● DOCUMENT SOURCE:

——

C’est l’histoire d’une industrie qui n’existe plus et d’un savoir-faire qui a survécu. C’est l’histoire d’un art qui pourrait définitivement disparaître, étouffé dans les mauvais plis de l’industrie horlogère: l’émail, qui fut longtemps le seul moyen de teindre le métal. Et c’est toute l’histoire d’Anita Porchet, artiste, artisane, passionnée, virtuose, qui a remis la discipline à un niveau qu’elle n’avait plus atteint depuis longtemps.
Cette native de La Chaux-de-Fonds vit et travaille dans sa grande ferme rénovée, comme une île plantée sur le plateau du Jorat. L’épicentre de son monde est un établi de bijoutier, cadeau de ses 20 ans, recouvert d’une armée de fioles contenant son trésor: des éclats de verre teint, comme du sucre candi coloré aux oxydes métalliques, sa palette, un trésor sorti des âges, transmis de main en main depuis plusieurs générations, de praticien à praticien. Des centaines d’autres fioles aux étiquettes marquées à la plume et jaunies par les siècles sont alignées dans une vitrine.
Chaque couleur se décline en nuances infinies: plus de 50 bleus translucides et probablement plus encore de bleus opaques. Anita Porchet n’a aucune idée de leur nombre. D’ailleurs, elle ne compte jamais rien, ni ses heures ni les poils de ses pinceaux. Elle ne regarde jamais non plus le prix de vente de ses œuvres (qui peut atteindre plusieurs centaines de milliers de francs): «Cela ne m’intéresse pas, dit-elle. Je travaille dans des conditions exceptionnelles, je ne veux pas m’embarrasser de ce genre de problème. C’est mon choix. Ma vie, c’est mon travail.»

——

(Enregistrements issus d'une collecte de données)
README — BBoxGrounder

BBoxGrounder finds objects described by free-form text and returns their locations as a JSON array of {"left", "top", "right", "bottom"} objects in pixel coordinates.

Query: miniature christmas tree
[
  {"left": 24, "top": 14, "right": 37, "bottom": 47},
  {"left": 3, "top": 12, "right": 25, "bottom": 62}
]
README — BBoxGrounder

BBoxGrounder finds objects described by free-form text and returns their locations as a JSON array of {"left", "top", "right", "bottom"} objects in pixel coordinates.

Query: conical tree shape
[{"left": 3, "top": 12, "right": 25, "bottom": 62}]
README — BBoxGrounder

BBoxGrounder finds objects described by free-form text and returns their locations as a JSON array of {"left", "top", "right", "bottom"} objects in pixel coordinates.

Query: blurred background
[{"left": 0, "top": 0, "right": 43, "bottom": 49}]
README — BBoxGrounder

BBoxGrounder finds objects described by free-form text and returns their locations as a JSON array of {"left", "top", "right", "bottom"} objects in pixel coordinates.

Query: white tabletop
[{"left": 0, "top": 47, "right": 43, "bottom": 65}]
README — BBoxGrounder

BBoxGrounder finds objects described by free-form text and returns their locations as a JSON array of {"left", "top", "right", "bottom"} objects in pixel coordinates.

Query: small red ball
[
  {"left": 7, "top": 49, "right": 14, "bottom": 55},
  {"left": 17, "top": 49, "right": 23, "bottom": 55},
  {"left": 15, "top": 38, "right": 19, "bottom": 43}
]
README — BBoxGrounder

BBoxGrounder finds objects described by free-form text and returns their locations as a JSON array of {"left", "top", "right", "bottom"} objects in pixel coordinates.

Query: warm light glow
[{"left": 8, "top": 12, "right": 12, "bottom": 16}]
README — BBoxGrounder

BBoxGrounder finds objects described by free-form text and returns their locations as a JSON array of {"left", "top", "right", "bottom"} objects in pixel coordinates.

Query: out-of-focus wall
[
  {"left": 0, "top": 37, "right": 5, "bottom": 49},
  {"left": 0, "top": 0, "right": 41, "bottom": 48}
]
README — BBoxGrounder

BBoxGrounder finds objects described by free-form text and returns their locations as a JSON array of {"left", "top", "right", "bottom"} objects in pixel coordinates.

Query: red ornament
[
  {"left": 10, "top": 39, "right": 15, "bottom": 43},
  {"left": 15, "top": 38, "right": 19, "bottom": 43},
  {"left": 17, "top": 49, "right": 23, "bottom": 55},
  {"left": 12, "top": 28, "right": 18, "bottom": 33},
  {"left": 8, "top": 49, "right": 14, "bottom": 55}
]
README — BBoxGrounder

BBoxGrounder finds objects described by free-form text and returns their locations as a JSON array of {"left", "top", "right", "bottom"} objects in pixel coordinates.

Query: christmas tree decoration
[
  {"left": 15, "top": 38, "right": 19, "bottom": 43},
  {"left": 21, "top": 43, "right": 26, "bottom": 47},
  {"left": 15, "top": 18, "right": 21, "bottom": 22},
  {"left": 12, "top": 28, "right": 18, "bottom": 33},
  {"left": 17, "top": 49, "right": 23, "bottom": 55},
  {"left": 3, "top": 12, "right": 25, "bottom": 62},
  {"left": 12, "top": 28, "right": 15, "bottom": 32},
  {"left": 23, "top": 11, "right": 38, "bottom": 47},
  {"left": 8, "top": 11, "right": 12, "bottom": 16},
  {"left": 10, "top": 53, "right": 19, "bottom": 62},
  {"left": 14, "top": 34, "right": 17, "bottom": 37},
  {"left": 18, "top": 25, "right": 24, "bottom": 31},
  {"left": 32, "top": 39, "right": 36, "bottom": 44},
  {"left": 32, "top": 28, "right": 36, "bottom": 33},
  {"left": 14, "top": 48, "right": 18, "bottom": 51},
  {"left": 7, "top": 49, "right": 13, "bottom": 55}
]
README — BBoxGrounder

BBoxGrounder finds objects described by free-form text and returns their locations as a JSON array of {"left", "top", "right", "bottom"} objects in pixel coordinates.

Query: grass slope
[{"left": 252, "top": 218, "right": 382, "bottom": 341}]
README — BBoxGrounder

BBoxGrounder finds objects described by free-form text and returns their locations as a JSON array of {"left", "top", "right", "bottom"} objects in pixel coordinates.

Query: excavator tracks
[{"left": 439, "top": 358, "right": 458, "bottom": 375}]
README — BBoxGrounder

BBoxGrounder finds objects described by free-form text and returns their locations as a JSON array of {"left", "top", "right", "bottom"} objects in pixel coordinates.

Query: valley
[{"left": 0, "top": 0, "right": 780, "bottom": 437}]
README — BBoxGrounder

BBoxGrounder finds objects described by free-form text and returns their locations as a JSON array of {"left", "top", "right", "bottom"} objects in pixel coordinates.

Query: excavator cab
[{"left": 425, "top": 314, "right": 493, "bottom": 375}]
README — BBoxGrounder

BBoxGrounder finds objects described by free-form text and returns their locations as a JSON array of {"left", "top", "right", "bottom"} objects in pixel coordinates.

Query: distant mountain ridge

——

● ÉNONCÉ A:
Selon le texte sur l'art de l'émail, à quelle occasion Anita Porchet a-t-elle reçu son établi de bijoutier ?
● ÉNONCÉ B:
Rédigez la suite du texte sur l'art de l'émail et Anita Porchet, à partir de sa dernière phrase.

● RÉPONSE RÉDIGÉE A:
Elle l'a reçu en cadeau pour ses 20 ans.

● RÉPONSE RÉDIGÉE B:
Chasse gardée des collectionneurs
Anita Porchet fait ses premiers pas dans le métier à 12 ans, par curiosité pour l’étrange métier de son parrain, un artiste aux multiples talents, graveur et sertisseur de formation, que la crise horlogère des années 1970 avait poussé à apprendre l’émail en autodidacte. Anita Porchet passe ses mercredis à l’atelier, broie, lave, observe, teste. A 15 ans, elle réalise sa première peinture miniature, une reproduction d’un tableau de Camille Corot. Elle aime les maths, la physique et le dessin. Elle choisira la voie artistique et mettra sa vie au service de son art.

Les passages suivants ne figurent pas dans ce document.